(working_with_InferenceData)=

# Working with InferenceData

Here we present a collection of common manipulations you can use while working with `InferenceData`.

In [1]:
import arviz as az
import numpy as np

In [2]:
idata = az.load_arviz_data("centered_eight")
idata

## Get the dataset corresponding to a single group

In [3]:
post = idata.posterior
post

:::{tip} 
You'll have noticed we stored the posterior group in a new variable: `post`. As `.copy()` was not called, now using `idata.posterior` or `post` is equivalent.

Use this to keep your code short yet easy to read. Store the groups you'll need very often as separate variables to use explicitly, but don't delete the InferenceData parent. You'll need it for many ArviZ functions to work properly. For example: {func}`~arviz.plot_pair` needs data from `sample_stats` group to show divergences, {func}`~arviz.compare` needs data from both `log_likelihood` and `posterior` groups, {func}`~arviz.plot_loo_pit` needs not 2 but 3 groups: `log_likelihood`, `posterior_predictive` and `posterior`.
:::

## Add a new variable


In [4]:
post["log_tau"] = np.log(post["tau"])
idata.posterior

## Combine chains and draws

In [5]:
stacked = az.extract_dataset(idata)
stacked

You can also use {meth}`xarray.Dataset.stack` if you only want to combine the chain and draw dimensions. {func}`arviz.extract_dataset` is a convenience function aimed at taking care of the most common subsetting operations with MCMC samples. It can:
- Combine chains and draws
- Return a subset of variables (with optional filtering with regular expressions or string matching)
- Return a subset of samples. Moreover by default it returns a random subset to prevent getting non-representative samples due to bad mixing.
- Acess any group

(idata/random_subset)=
## Get a random subset of the samples

In [6]:
az.extract_dataset(idata, num_samples=100)

:::{tip}
Use a random seed to get the same subset from multiple groups: `az.extract_dataset(idata, num_samples=100, rng=3)` and `az.extract_dataset(idata, group="log_likelihood", num_samples=100, rng=3)` will continue to have matching samples
:::

## Obtain a NumPy array for a given parameter

Let's say we want to get the values for `mu` as a NumPy array.

In [7]:
stacked.mu.values

array([-3.47698606, -2.45587061, -2.82625433, ...,  4.59705819,
        5.89850592,  0.16138927])

## Get the number of variables

Let’s check how many groups are in our hierarchical model.

In [8]:
len(idata.observed_data.school)

8

## Get coordinate values

What are the names of the groups in our hierarchical model? You can access them from the coordinate name `school` in this case

In [9]:
idata.observed_data.school

## Get a subset of chains

Let’s evaluate only chain 0 and 2 here.

In [10]:
idata.sel(chain=[0, 2]).posterior

## Remove the first n draws (burn-in)

Let’s say we want to remove the first 100 samples, from all the chains and all `InferenceData` groups with draws.

_EXERCISE TASK A_: Please rewrite the stretch of the InferenceData guide from "## Combine chains" through "to bad mixing.", changing "regular expressions" to "regex patterns".
_EXERCISE TASK B_: According to the InferenceData guide, which groups does plot_loo_pit need?

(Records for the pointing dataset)
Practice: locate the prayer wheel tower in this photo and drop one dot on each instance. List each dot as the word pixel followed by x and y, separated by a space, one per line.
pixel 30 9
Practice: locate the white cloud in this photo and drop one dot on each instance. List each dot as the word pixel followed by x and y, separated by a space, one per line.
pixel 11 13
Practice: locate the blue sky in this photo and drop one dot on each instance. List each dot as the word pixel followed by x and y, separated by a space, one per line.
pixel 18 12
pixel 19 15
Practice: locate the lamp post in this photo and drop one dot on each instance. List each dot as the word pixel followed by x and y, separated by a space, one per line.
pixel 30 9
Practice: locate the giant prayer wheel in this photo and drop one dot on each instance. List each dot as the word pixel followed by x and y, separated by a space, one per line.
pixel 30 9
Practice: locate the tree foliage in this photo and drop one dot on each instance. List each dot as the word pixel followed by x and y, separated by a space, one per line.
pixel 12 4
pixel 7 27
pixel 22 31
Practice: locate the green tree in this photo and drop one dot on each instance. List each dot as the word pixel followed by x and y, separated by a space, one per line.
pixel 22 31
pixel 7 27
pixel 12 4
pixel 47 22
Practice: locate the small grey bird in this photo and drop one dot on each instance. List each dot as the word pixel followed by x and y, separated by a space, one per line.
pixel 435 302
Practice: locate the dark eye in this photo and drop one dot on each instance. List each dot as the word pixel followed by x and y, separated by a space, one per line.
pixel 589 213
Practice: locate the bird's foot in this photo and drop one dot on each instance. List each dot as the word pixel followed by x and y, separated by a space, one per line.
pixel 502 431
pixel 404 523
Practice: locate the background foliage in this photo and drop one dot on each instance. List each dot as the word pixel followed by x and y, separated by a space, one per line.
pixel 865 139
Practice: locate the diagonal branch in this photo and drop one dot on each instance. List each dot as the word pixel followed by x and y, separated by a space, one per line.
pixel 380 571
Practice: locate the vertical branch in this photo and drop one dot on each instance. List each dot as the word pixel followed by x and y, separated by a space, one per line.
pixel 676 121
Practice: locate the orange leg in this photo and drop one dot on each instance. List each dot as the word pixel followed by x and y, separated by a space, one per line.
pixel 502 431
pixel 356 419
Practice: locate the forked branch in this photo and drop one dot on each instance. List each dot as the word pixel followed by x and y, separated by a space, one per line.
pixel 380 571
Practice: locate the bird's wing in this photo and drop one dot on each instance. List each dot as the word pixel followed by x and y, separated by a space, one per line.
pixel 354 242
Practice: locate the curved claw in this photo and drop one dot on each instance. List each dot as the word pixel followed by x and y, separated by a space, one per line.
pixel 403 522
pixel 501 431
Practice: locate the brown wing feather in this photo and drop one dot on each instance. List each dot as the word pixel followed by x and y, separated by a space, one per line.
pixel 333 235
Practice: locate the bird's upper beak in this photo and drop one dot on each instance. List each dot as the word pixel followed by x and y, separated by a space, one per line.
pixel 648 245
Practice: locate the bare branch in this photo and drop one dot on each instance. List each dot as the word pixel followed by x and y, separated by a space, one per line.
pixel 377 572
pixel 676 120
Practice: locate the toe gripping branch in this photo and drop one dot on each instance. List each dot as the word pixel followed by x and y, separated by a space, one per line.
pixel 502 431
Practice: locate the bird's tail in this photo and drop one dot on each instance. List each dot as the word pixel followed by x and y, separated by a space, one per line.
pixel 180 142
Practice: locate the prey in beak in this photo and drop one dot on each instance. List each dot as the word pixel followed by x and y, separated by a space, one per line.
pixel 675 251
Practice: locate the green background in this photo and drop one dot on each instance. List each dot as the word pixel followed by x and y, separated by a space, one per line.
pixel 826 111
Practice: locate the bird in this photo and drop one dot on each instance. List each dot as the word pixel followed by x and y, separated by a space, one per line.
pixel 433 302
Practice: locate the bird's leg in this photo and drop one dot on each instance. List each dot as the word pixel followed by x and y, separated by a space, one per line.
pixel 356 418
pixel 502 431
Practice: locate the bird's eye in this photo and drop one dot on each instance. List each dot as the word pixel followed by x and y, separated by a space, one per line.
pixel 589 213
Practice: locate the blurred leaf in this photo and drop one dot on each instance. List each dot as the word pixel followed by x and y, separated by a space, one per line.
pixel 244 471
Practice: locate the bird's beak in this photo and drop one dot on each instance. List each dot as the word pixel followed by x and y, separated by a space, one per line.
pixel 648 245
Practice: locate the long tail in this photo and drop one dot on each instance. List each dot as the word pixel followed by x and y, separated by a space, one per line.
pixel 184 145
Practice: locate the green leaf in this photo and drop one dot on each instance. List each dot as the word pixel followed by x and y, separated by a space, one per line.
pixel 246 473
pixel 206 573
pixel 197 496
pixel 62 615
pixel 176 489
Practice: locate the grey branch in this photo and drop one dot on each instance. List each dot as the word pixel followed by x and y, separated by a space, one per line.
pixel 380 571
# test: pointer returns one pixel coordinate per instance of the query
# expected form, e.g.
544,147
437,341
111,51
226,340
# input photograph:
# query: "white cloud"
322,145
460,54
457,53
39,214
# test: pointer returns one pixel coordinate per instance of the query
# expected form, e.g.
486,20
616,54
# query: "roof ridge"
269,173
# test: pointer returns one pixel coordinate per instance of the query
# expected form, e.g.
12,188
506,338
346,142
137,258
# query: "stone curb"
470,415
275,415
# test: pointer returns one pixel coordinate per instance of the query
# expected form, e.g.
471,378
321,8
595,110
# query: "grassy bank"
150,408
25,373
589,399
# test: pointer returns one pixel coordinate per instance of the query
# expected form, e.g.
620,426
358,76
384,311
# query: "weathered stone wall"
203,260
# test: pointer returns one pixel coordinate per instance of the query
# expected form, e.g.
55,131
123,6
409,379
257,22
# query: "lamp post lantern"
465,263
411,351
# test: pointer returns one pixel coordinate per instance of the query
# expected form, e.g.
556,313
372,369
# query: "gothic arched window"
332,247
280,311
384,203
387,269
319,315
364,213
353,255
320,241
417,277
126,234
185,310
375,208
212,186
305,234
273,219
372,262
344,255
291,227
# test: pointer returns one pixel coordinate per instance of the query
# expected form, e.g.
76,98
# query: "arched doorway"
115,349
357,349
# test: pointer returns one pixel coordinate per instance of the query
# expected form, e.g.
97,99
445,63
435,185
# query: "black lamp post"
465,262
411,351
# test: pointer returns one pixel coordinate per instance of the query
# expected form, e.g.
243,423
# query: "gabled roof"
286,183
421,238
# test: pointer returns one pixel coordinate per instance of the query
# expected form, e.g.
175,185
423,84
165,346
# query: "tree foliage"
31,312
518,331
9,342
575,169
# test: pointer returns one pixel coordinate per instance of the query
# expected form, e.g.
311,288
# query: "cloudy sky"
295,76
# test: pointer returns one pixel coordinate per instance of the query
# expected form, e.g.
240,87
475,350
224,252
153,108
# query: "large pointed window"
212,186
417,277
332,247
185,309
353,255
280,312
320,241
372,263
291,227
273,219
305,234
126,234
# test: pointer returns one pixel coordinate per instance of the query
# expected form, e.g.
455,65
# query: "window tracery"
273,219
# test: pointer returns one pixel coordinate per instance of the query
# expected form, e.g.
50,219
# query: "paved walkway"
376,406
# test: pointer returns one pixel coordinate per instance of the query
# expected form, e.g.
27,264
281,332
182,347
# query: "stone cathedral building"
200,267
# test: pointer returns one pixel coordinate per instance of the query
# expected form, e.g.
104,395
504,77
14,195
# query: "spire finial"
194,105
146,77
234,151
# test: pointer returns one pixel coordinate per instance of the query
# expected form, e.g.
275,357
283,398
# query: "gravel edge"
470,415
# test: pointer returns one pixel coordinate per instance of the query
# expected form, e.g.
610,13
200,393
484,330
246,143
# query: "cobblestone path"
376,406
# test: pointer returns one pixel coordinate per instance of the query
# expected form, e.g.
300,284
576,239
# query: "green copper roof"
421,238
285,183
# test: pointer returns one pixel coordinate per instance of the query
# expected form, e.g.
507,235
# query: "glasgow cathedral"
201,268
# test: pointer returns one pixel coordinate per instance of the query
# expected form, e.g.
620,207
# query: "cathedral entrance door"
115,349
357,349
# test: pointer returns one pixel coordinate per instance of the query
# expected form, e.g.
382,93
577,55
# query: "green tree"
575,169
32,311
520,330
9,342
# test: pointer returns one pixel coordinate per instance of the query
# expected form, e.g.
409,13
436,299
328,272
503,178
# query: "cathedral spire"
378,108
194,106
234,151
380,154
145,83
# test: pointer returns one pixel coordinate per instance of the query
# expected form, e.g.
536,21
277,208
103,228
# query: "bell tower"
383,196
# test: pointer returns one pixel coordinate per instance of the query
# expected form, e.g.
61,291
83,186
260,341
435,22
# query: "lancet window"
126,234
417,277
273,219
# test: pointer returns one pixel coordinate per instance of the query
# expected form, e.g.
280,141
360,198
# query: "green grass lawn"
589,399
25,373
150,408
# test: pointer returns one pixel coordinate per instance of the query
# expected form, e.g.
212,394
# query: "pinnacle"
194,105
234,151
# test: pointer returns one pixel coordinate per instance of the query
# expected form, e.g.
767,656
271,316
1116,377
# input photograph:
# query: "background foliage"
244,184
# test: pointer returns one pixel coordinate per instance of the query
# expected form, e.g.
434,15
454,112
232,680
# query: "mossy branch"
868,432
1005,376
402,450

_REPLY A_:
## Combine chains and draws

In [5]:
stacked = az.extract_dataset(idata)
stacked

You can also use {meth}`xarray.Dataset.stack` if you only want to combine the chain and draw dimensions. {func}`arviz.extract_dataset` is a convenience function aimed at taking care of the most common subsetting operations with MCMC samples. It can:
- Combine chains and draws
- Return a subset of variables (with optional filtering with regex patterns or string matching)
- Return a subset of samples. Moreover by default it returns a random subset to prevent getting non-representative samples due to bad mixing.

_REPLY B_: log_likelihood, posterior_predictive and posterior.